*Page extract*
┄┄┄┄┄┄┄┄┄┄

You make a good point.

I think there are scenarios in which the use of PLAB's in the survivor
spaces
can cause survivor space overflow, even when the total space in the
survivor
space should have otherwise been enough. That then sets in motion a
series
of "nepotistical" cycles, which are caused when young objects Z that are
prematurely promoted die in the old generation while holding references
to
now dead objects Z' in the young generation. Call these objects
"zombies"
because they are dead but not recognized as such.

Z keep Z' alive, because a scavenge does not know that Z is dead,
because it considers all references from the old gen as roots.
Worse, if Z' has references to Z and Z' stays in the young generation
forever (which they can under the circumstances you describe)
then Z will not be recognized as dead by a CMS collection (which
currently treats all objects in the young generation as roots).

This is a well-understood problem when spaces are collected
independently
in this manner. (The workaround is to have the CMS collector not treat
the young generation as a source of roots but rather to mark through the
young gen objects starting from roots.)

Of course when MTT=15, then eventually every such Z' will be forced to
promote to
the old gen and the garbage cycle will all (hopefully) move into the old
gen and
thence will be reclaimed by the old gen CMS collection.

This would explain the behaviour difference you saw.

Now to come to the  first point I made above:
the use of multiple scavenger threads and their use of PLABs can
sometimes
cause this kind of overflow to happen (especially if there is the
occasional
large object). You might want to switch off the use of survivor space
PLAB's (or fix them at a vey small modest value) or just use a
single-threaded
scavenger and see that this kind of behaviour might reduce because
overflow
becomes much less likely.

I think there is an open bug to tune the adaptive PLAB sizing code to
eliminate this kind of pathological behaviour, but we have not had the
opportunity to
get to that bug.

If you have PrintGCDetails logs, they would probably show the
premature promotion happening. PrintTenuringDistribution would not
show any objects of age greater than 2 initially, yet some objects
would be seen to be promoted, and then by virtue of the
cross-generational
references from a promoted zombie, we would artificially expand the
lifetime of objects in the young generation (creating zombies Z')

┄┄┄┄┄┄┄┄┄┄

*Material*
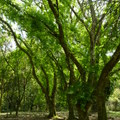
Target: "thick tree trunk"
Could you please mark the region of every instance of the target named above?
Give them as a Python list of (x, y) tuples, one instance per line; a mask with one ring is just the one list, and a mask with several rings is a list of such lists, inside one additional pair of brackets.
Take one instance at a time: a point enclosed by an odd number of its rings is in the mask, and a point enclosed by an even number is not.
[(46, 97), (46, 102), (48, 105), (49, 115), (48, 118), (52, 118), (56, 116), (56, 109), (55, 109), (55, 98), (51, 98), (50, 96)]
[(79, 120), (89, 120), (88, 112), (80, 108), (80, 104), (76, 105)]
[(15, 112), (16, 112), (16, 116), (18, 116), (19, 106), (20, 106), (20, 105), (17, 105), (17, 106), (16, 106), (16, 111), (15, 111)]
[(105, 95), (97, 97), (98, 120), (107, 120), (107, 113), (105, 107)]
[(68, 120), (74, 120), (75, 119), (74, 107), (73, 107), (72, 99), (70, 95), (67, 95), (67, 103), (68, 103), (68, 110), (69, 110)]

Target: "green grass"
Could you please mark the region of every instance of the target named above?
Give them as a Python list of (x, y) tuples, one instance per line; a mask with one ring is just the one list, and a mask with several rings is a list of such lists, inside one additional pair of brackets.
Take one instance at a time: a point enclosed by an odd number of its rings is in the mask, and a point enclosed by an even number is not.
[(108, 115), (111, 117), (120, 117), (120, 111), (109, 111)]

┄┄┄┄┄┄┄┄┄┄

*Required task 1*
Answer these about the garbage-collection post:
(a) What name does it give to objects that are dead but not recognized as such?
(b) What does a CMS collection currently treat as roots?
(c) In the workaround, how should the CMS collector handle the young generation instead?
*Required task 2*
Reproduce the garbage-collection post word for word, starting with "I think there are" and going on through "recognized as such.".
*Required task 3*
Write the next part of the garbage-collection post, picking up from where it stops.
The records were taken from a separate source that has no connection to the garbage-collection post.

*Output 1*
(a) "Zombies."
(b) All objects in the young generation.
(c) It should not treat the young generation as a source of roots, but should mark through the young gen objects starting from roots.

*Output 2*
I think there are scenarios in which the use of PLAB's in the survivor
spaces
can cause survivor space overflow, even when the total space in the
survivor
space should have otherwise been enough. That then sets in motion a
series
of "nepotistical" cycles, which are caused when young objects Z that are
prematurely promoted die in the old generation while holding references
to
now dead objects Z' in the young generation. Call these objects
"zombies"
because they are dead but not recognized as such.

*Output 3*
and so on. I believe it was partially this kind of behaviour on the
part of generational scavenger implementations that caused some
people in the past to start advocating the clearing of all references
in objects that they knew they would be dropping references to (which of
course
we all know is difficult to do correctly and fraught with all kinds of
problems and errors).

-- ramki

------------------------------

Message: 2
Date: Thu, 05 Jun 2008 09:51:42 +0200
From: kirk <kirk.pepperdine at gmail.com>
Subject: Re: Proposal: MaxTenuringThreshold and age field size changes
To: Jon Masamitsu <Jon.Masamitsu at Sun.COM>
Cc: hotspot-gc-dev at openjdk.java.net, Tony Printezis
	<tony.printezis at Sun.COM>,	Y Srinivas Ramakrishna
	<Y.S.Ramakrishna at Sun.COM>
Message-ID: <48479B0E.5060403 at javaperformancetuning.com>
Content-Type: text/plain; charset=ISO-8859-1; format=flowed

Hi really enjoyed reading Nick's description of how he ran into trouble 
and what he did to fix it.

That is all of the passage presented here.